**TASKS FOR THIS EXERCISE:**
1. Do these statements agree with the text on spent convictions? (a) The bill passed at final stage in the Seanad on 3rd February 2016. (b) Convictions for sexual offences can become spent under the scheme. (c) Certain minor convictions may become spent after 5 years. Answer yes or no for each and quote the deciding words.
2. Can you copy the records word for word, everything from the start of the records down to the line containing "[[110, 229]]", including both ends, but leaving out the pictures?

The Criminal Justice (Spent Convictions) Bill 2016

The Criminal Justice (Spent Convictions) Bill 2012 was passed in the Dáil on the 27th January 2016, and passed at final stage in the Seanad on 3rd February 2016. The legislation which could commence as early as April 2016 will become known as the Criminal Justice (Spent Convictions and Certain Disclosures) Act 2016.

 

It will essentially have the effect of allowing certain minor convictions of more than 7 years old to become ‘spent’ and no longer be declared. The Act will benefit people who have old convictions and want to move on with their lives. It removes barriers to employment, education, training, housing and insurance for people who have moved on from past offending behaviour.

 

Under the legislation, when commenced, convictions may be spent after 7 years:

  • Convictions for certain motoring and public order offences received in the District Court, for which the sanction received was less than a 12 month custodial sentence or 24 month suspended sentence not subsequently revoked.
  • One other conviction received in the District or Circuit Court, for which the sanction received was less than a 12 month custodial or 24 month suspended sentence not subsequently revoked.
  • A number of exclusions and conditions apply; convictions for sexual offences are excluded from the scheme.

 

Where a person has a conviction that can be categorised as a spent conviction, they will not be required by law or by any agreement which purports to require the person to disclose the conviction or the circumstances surrounding it to disclose such. Any offences excluded from vetting disclosures under the National Vetting Bureau (Children and Vulnerable Persons) Act 2012 because they are not relevant should also be spent convictions.

 

This legislation will play a vital role for people in many situations, including those who may have committed a minor offence in their teenage years and that has come back to haunt them later in life, especially in the context of the Garda vetting system.

 

It is regrettable however that the legislation will be of no assistance to people who committed more than one offence (other than minor motoring/public order offences) in the past, no matter how long ago the offences were committed.

**EXCERPTED RECORDS:**
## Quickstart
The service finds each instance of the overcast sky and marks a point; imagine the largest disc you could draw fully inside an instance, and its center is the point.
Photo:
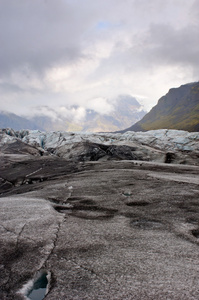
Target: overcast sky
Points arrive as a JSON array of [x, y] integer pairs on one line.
[[61, 52]]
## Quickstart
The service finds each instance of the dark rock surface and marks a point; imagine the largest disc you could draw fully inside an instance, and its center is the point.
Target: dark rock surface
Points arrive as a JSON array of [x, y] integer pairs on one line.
[[110, 229]]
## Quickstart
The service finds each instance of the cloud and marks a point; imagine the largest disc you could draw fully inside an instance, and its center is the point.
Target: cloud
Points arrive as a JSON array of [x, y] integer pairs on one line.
[[72, 52]]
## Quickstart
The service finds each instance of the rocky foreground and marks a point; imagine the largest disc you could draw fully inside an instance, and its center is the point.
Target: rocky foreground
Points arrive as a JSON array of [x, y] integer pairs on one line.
[[104, 216]]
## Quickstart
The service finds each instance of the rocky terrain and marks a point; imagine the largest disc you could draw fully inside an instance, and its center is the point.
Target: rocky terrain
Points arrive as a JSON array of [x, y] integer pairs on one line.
[[99, 216], [178, 109]]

**RESULTS FOR THE EXERCISE:**
1.
(a) Yes: "passed at final stage in the Seanad on 3rd February 2016"
(b) No: "convictions for sexual offences are excluded from the scheme"
(c) No: "convictions may be spent after 7 years"

2.
## Quickstart
The service finds each instance of the overcast sky and marks a point; imagine the largest disc you could draw fully inside an instance, and its center is the point.
Photo:
Target: overcast sky
Points arrive as a JSON array of [x, y] integer pairs on one line.
[[61, 52]]
## Quickstart
The service finds each instance of the dark rock surface and marks a point; imagine the largest disc you could draw fully inside an instance, and its center is the point.
Target: dark rock surface
Points arrive as a JSON array of [x, y] integer pairs on one line.
[[110, 229]]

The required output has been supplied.